* [Data to process]:
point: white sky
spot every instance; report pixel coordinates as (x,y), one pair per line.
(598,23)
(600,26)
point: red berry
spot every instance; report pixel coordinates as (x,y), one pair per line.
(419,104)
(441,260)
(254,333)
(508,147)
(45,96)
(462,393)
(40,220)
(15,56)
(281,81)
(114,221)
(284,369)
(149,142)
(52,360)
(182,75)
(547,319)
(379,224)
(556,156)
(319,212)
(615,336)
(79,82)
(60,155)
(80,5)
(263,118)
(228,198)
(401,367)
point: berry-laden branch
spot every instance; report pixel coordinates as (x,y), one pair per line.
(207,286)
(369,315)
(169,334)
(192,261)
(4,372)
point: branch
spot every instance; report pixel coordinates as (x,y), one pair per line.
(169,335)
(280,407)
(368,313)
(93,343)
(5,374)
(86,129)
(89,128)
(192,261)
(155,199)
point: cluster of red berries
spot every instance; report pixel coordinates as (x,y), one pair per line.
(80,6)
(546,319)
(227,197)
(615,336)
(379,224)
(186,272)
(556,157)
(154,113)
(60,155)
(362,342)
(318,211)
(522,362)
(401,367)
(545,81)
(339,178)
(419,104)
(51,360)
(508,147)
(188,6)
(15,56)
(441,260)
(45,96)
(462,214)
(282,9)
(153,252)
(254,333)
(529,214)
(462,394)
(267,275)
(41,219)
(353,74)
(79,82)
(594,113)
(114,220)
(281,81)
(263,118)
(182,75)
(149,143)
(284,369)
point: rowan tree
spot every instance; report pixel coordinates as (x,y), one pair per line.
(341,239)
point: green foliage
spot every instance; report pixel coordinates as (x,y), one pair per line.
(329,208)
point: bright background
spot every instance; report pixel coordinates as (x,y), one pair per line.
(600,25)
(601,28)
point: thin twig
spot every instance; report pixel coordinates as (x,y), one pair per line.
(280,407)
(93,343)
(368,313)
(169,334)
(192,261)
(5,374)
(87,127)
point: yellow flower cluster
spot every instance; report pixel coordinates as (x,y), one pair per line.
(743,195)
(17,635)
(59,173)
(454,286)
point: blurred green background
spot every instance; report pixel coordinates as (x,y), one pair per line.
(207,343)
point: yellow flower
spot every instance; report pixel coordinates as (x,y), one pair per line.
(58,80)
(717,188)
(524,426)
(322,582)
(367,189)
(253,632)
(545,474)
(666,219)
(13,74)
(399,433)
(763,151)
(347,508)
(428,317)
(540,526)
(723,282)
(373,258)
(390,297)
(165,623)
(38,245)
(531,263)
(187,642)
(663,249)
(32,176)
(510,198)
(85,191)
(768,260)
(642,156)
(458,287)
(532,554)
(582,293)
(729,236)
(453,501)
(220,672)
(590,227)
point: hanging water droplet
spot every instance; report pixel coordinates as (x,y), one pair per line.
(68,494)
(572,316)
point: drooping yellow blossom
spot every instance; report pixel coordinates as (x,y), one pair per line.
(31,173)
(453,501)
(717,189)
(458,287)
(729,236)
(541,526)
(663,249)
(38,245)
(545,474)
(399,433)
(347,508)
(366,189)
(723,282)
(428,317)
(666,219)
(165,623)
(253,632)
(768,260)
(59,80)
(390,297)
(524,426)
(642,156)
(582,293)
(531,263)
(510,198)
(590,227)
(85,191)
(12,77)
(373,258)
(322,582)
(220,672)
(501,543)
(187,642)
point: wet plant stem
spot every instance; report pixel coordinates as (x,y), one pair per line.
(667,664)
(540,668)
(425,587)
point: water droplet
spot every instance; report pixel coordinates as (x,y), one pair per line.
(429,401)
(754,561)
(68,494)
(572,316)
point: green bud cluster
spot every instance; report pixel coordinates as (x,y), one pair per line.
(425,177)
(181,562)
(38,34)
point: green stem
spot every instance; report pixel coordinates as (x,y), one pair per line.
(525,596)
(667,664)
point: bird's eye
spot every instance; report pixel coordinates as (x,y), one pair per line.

* [Problem]:
Make an exact copy of the listing, including every line.

* [Exercise response]:
point: white sky
spot every instance; report pixel coordinates as (x,y), one pair per line.
(598,23)
(600,26)
point: red berry
spot every instance; report pixel coordinates as (x,y), one pair per line.
(419,104)
(441,260)
(254,333)
(508,147)
(45,96)
(462,393)
(40,220)
(15,56)
(281,81)
(114,221)
(284,369)
(149,142)
(52,360)
(182,75)
(547,319)
(379,224)
(556,156)
(319,212)
(615,336)
(79,82)
(60,155)
(80,5)
(263,118)
(228,198)
(401,367)
point: berry-laden branch
spot every instance; report pixel coordinates as (x,y), one pair per line.
(207,286)
(369,315)
(169,334)
(192,261)
(4,372)
point: branch
spot every instance; report pixel coordinates as (x,y), one pair per line.
(169,335)
(280,407)
(368,313)
(93,343)
(5,374)
(86,129)
(89,128)
(192,261)
(155,199)
point: cluster of red berries
spot every instance; report pixel coordinates as (x,y), one pair per line.
(80,6)
(546,319)
(227,197)
(615,336)
(379,224)
(186,272)
(556,157)
(154,113)
(60,155)
(362,342)
(318,211)
(522,362)
(401,367)
(545,81)
(339,178)
(419,104)
(51,360)
(508,147)
(188,6)
(15,56)
(441,260)
(45,96)
(462,214)
(282,9)
(153,252)
(254,333)
(529,214)
(462,394)
(267,275)
(41,219)
(353,74)
(79,82)
(594,113)
(114,220)
(281,81)
(263,118)
(182,75)
(149,143)
(284,369)
point: rowan tree
spot every instance; report pixel coordinates as (x,y), one pair per line.
(341,239)
point: green foliage
spot every instance; report pixel coordinates as (x,y), one pair per line.
(329,208)
point: bright background
spot every instance; report pixel coordinates as (x,y), one pair per line.
(600,25)
(601,28)
point: thin twig
spot every instance; report pixel coordinates as (x,y), one pair per line.
(280,407)
(93,343)
(368,313)
(169,334)
(192,261)
(5,374)
(87,127)
point: yellow flower cluster
spot every instance; report pixel coordinates as (x,y), one pair per line.
(743,195)
(17,635)
(59,173)
(454,286)
point: blurred green background
spot every instance; report pixel coordinates as (x,y), one pair per line.
(207,343)
point: yellow flower
spot every instance; report pixel coordinates as (x,y), one pair per line.
(58,80)
(717,188)
(524,426)
(322,582)
(367,189)
(253,632)
(545,474)
(666,219)
(13,74)
(399,433)
(763,151)
(347,508)
(428,317)
(540,526)
(723,282)
(373,258)
(390,297)
(165,623)
(38,245)
(531,263)
(187,642)
(663,249)
(32,176)
(510,198)
(85,191)
(768,260)
(642,156)
(458,287)
(532,554)
(582,293)
(729,236)
(453,501)
(220,672)
(590,227)
point: hanging water droplet
spot every instance; report pixel coordinates as (x,y), one pair per line.
(68,494)
(572,316)
point: drooping yellow blossom
spot every instance; report pixel coordinates as (x,y), one pair per line.
(31,173)
(453,501)
(717,189)
(458,287)
(729,236)
(541,526)
(663,249)
(38,245)
(545,474)
(399,433)
(347,508)
(366,189)
(723,282)
(428,317)
(666,219)
(165,623)
(253,632)
(768,260)
(59,80)
(390,297)
(524,426)
(642,156)
(582,293)
(531,263)
(510,198)
(590,227)
(85,191)
(12,77)
(373,258)
(322,582)
(220,672)
(501,543)
(187,642)
point: wet plant stem
spot every instance; report pixel coordinates as (x,y), one pair per line.
(667,664)
(540,668)
(425,587)
point: water droplet
spot every instance; report pixel coordinates as (x,y), one pair per line.
(429,401)
(754,561)
(68,494)
(572,316)
point: green bud cluster
spot every instance; report pixel coordinates as (x,y), one pair per line.
(425,177)
(181,562)
(38,34)
point: green stem
spot every instance; report pixel coordinates as (x,y), one pair per line.
(525,596)
(667,664)
point: bird's eye
spot every instance; report pixel coordinates as (x,y), one pair per line.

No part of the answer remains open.